Utah's defense to face improved Iowa State attack
With Utah's offense dominating opponents, it's easy to overlook how well the Utes are playing on the other side of the ball.
No. 10 Utah (4-0, 2-0 Mountain West Conference) ranks seventh in the nation in total defense and in scoring defense, giving up only 12.8 points per game - just three touchdowns in four games. Only one opponent has cracked 100 yards on the ground.
Utah will be tested on Saturday night by an Iowa State offense that appears to have turned a corner.
The Cyclones, who stumbled to a 2-2 start behind a lackluster offense, scored a rather astonishing 52 points in a 14-point win over Texas Tech last week.
''I believe it could have been somewhat of a turning point for us with that victory Saturday night of further convincing ourselves that we are getting things,'' Iowa State coach Paul Rhoads said. ''I think it was evident as an offensive football team by the points we put up on the scoreboard.''
Indeed it was for the Cyclones, who gained 441 yards and got four touchdown passes from Austen Arnaud - twice as many as he'd thrown all year.

STORED DATA
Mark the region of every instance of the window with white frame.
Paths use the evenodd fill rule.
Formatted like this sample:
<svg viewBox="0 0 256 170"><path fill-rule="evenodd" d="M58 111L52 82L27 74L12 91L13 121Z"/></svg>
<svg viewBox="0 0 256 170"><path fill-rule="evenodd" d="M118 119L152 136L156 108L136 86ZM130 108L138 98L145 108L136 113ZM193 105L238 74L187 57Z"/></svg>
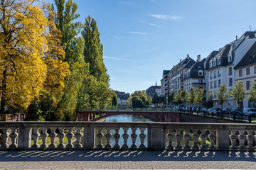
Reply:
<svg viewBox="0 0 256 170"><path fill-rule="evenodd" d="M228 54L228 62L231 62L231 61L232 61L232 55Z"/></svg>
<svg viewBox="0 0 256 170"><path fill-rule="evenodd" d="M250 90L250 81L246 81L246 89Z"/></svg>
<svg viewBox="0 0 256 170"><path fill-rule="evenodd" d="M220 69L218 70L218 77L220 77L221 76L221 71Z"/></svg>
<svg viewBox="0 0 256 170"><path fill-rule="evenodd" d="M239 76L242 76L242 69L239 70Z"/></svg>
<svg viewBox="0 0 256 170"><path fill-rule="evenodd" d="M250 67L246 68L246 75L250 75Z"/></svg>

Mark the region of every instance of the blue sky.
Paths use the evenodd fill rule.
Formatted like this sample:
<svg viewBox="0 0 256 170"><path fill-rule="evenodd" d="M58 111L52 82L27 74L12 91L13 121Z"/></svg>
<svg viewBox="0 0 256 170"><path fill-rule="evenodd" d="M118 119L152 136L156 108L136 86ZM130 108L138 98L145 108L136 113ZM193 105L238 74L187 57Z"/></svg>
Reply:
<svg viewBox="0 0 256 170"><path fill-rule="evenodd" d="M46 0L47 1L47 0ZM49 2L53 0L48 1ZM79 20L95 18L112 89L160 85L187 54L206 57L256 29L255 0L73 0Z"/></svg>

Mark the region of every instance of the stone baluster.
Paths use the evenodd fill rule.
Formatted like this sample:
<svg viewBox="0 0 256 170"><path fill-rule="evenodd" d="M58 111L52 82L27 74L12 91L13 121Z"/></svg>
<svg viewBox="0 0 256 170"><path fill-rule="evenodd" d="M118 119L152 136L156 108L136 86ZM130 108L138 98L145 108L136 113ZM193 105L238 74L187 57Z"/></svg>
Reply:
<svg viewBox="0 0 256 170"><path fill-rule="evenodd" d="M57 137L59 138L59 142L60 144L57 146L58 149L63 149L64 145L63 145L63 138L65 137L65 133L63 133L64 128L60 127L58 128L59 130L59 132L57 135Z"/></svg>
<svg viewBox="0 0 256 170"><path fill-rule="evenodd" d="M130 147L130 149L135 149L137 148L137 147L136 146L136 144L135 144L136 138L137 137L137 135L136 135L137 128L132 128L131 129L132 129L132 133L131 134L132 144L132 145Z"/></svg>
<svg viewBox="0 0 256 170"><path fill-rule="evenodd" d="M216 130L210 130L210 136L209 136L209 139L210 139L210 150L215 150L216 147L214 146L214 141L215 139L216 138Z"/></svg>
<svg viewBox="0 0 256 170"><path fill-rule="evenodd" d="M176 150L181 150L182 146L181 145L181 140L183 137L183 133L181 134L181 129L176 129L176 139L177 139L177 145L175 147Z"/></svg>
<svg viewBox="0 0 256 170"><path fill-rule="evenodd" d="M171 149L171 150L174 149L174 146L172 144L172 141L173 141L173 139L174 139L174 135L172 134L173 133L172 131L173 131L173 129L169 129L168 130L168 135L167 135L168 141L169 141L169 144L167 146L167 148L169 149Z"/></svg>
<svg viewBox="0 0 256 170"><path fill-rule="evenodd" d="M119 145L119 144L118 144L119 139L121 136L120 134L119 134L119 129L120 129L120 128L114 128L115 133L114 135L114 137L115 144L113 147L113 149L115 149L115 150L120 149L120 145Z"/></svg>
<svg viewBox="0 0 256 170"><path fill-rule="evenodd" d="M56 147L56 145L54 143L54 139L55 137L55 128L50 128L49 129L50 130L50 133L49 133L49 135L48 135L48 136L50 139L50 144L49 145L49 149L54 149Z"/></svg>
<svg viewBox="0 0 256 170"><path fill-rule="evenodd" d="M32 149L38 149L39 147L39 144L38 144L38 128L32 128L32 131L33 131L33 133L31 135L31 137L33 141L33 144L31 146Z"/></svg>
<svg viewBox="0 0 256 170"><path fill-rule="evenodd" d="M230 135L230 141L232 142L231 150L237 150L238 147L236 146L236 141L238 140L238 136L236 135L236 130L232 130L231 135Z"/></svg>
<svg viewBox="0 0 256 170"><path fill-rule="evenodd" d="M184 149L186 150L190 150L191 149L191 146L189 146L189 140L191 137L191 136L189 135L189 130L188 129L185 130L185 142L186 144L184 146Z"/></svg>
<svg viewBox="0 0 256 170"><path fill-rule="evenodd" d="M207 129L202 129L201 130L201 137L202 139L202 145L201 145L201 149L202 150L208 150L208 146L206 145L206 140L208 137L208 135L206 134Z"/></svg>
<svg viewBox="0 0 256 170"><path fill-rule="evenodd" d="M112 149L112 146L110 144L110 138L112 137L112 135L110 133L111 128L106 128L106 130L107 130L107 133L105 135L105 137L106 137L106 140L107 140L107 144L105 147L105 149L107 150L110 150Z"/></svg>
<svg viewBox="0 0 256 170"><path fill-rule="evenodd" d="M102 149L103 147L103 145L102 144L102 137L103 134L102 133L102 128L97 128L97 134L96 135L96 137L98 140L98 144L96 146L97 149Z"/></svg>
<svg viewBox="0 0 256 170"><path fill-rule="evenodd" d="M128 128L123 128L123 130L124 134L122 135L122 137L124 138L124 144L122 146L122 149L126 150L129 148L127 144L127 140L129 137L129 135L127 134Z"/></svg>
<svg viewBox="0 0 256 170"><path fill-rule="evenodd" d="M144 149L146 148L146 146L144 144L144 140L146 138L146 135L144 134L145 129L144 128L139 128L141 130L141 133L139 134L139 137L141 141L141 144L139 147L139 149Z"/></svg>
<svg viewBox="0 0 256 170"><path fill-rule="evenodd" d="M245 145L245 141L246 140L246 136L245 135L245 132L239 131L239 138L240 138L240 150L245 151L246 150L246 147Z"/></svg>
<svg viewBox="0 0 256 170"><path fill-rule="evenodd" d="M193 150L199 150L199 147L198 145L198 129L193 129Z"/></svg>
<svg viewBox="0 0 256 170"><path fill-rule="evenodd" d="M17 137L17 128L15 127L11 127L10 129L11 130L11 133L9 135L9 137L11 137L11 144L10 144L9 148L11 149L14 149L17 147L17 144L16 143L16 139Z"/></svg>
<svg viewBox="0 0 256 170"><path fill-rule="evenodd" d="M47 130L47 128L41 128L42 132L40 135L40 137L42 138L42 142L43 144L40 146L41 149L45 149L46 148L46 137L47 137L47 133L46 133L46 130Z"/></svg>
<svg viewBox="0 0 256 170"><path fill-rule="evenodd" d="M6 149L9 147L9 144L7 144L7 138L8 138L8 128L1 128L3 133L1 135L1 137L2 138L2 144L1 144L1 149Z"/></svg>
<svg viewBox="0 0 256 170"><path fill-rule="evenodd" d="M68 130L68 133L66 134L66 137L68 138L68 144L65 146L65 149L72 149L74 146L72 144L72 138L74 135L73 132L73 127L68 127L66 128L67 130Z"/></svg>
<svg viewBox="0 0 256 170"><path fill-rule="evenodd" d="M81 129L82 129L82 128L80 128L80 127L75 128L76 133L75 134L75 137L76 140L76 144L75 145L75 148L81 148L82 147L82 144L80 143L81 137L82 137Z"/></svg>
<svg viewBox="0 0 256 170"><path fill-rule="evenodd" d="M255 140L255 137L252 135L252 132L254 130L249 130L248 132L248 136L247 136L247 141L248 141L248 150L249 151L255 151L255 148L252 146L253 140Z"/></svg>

WORK TO COMPLETE
Please carry on the article about Utah's defense facing Iowa State, picking up right after its last sentence.

SOLVED EXERCISE
But Iowa State knows that points will be much tougher to come by against the Utes, who've allowed just 27 in their last three games.
Like most top defenses, Utah's prowess starts up front. The Utes rotate nearly a dozen players along their four-man line, led by end Christian Cox and tackle Dave Kruger, and seven different linemen have at least part of a sack so far.
Junior linebackers Chaz Walker and Matt Martinez combined for 28 tackles in a 38-10 win over UNLV on Sept. 11, and starting cornerbacks Brandon Burton and Lamar Chapman are two of the best in the Mountain West.
The Utes rank second in the league in both sacks and pass defense, which suggests that Arnaud will be in trouble if he tries to force things.
''They're playing the throw very well,'' Utah coach Kyle Whittingham said of his players. ''I'm very pleased with the progress the defense has made this year.''
About the only area the Utes can improve on is in forcing turnovers. They've forced just four all season, although freshman safety Brian Blechen's interception in overtime helped Utah survive its only close game so far, a 27-24 victory at home against Pittsburgh.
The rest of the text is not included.